:: Position identification records ::
**********

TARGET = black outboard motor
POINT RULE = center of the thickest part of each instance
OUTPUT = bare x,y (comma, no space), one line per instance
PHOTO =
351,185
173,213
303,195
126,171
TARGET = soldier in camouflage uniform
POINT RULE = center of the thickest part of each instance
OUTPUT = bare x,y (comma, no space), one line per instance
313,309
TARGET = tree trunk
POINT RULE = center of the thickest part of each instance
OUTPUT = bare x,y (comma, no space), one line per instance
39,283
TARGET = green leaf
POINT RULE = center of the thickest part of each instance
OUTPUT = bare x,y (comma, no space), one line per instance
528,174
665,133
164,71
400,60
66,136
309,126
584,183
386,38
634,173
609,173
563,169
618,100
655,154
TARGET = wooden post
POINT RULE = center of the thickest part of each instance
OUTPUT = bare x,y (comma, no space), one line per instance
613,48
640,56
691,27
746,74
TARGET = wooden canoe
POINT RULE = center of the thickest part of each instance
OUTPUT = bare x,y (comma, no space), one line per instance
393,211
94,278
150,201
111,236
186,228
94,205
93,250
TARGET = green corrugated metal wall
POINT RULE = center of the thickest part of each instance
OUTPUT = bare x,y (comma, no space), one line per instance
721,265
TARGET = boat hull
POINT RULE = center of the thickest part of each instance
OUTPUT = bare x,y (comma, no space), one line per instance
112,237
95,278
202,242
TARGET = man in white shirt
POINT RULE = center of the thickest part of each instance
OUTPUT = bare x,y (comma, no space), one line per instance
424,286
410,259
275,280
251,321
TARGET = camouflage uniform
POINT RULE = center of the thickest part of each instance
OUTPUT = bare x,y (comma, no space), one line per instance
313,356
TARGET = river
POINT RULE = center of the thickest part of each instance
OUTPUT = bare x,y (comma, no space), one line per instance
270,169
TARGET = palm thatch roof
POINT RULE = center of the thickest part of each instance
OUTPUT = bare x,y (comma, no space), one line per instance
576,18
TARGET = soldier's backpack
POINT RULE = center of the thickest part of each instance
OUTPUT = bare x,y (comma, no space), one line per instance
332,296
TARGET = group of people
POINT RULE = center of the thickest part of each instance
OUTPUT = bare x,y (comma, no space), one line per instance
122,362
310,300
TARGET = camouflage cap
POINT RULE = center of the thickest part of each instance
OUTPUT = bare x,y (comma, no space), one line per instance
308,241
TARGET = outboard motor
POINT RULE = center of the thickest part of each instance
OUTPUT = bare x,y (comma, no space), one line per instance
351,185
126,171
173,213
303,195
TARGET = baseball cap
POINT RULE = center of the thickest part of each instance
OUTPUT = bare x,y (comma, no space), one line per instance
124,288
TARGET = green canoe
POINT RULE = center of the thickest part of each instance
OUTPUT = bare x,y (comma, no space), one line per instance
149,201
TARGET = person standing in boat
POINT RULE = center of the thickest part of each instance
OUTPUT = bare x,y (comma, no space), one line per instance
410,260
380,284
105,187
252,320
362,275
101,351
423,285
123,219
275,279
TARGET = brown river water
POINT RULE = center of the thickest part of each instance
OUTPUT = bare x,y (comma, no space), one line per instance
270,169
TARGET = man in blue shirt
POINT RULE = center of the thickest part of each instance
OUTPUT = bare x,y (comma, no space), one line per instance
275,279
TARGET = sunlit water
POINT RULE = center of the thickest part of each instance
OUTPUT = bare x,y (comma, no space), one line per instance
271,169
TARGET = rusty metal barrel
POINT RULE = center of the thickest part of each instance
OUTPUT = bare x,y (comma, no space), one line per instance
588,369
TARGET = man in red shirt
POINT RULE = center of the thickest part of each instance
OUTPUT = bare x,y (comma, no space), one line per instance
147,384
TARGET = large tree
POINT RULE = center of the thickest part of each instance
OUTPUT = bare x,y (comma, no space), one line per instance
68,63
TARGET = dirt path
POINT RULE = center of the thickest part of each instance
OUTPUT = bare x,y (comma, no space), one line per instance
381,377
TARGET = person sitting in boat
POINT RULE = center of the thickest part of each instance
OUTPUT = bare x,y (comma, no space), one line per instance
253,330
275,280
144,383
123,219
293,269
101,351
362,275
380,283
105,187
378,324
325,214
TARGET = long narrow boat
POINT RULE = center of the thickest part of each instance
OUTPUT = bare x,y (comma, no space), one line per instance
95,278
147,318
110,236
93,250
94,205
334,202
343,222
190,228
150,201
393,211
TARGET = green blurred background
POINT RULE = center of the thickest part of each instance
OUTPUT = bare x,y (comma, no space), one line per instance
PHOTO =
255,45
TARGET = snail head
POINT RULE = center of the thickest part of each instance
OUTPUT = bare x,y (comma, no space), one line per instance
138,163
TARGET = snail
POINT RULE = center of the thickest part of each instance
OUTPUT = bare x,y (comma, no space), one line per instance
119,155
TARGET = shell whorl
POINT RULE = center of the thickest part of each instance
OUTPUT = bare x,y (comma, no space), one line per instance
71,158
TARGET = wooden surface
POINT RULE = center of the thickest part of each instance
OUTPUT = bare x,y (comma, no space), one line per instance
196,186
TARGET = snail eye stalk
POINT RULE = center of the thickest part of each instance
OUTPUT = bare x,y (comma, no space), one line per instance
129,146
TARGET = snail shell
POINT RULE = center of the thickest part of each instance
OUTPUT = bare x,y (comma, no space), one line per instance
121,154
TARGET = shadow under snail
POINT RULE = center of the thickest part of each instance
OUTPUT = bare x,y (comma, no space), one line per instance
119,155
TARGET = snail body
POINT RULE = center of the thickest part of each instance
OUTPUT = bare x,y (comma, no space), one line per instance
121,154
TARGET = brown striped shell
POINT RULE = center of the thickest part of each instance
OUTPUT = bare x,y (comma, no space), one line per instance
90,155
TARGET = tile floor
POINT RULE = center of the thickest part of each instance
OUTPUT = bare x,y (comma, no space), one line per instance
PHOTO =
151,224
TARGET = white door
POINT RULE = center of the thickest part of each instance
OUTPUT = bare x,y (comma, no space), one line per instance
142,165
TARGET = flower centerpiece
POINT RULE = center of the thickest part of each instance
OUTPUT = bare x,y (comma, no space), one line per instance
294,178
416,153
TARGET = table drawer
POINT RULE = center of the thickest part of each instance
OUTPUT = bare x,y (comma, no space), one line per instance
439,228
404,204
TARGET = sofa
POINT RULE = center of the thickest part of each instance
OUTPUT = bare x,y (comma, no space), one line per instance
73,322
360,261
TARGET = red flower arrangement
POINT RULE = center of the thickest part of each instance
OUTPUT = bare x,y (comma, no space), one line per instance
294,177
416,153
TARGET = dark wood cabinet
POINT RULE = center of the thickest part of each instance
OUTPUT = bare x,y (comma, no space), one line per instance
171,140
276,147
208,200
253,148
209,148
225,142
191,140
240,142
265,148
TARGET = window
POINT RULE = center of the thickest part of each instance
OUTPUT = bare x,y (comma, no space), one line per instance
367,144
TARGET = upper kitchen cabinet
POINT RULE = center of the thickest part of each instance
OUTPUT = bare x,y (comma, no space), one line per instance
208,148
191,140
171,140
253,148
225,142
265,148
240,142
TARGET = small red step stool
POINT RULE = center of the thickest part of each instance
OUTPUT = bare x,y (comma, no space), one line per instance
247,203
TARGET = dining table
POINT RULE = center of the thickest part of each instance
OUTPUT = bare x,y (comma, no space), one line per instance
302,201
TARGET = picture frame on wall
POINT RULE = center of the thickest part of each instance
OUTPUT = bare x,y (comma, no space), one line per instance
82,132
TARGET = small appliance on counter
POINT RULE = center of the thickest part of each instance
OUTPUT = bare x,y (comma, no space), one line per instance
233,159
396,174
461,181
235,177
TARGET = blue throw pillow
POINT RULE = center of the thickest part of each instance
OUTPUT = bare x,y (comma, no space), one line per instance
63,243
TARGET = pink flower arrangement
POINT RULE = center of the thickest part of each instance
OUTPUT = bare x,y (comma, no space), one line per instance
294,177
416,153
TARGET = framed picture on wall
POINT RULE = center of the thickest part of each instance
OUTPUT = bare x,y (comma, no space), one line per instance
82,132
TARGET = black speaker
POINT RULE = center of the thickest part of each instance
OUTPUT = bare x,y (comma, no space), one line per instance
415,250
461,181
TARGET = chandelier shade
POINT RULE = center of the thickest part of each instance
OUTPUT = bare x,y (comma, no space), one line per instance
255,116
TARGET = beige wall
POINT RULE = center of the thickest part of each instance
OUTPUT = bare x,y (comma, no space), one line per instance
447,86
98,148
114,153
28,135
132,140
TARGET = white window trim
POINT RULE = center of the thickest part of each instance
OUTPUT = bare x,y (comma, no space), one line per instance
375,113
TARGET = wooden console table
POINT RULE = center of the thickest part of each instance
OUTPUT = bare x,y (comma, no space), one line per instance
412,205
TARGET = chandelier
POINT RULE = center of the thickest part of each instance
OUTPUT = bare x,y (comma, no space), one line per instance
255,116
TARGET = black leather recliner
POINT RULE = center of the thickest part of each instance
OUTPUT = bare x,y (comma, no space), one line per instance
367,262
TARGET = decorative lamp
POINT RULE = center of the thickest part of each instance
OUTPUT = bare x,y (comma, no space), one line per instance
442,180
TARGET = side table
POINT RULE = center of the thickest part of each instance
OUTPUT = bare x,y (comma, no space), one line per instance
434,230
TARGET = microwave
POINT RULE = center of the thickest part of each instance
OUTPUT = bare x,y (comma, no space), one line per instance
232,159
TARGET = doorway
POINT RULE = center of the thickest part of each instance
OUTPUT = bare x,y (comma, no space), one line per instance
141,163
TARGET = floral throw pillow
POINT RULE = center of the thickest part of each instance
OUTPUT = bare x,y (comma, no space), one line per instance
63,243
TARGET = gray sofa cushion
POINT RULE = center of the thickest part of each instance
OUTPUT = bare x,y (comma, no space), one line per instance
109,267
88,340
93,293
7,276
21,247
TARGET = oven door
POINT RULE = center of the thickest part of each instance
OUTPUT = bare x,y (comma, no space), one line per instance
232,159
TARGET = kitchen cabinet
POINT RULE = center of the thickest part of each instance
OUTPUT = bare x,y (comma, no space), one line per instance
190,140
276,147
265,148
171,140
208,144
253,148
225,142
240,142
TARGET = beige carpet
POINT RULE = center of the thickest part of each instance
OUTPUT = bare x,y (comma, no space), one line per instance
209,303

**********

:: Short problem ::
Copy out, word for word, the listing above from the line with "TARGET = beige carpet" through the end of the listing.

:: Output for this exercise ::
TARGET = beige carpet
POINT RULE = center of the thickest part of each instance
OUTPUT = bare x,y (comma, no space), one line per instance
209,303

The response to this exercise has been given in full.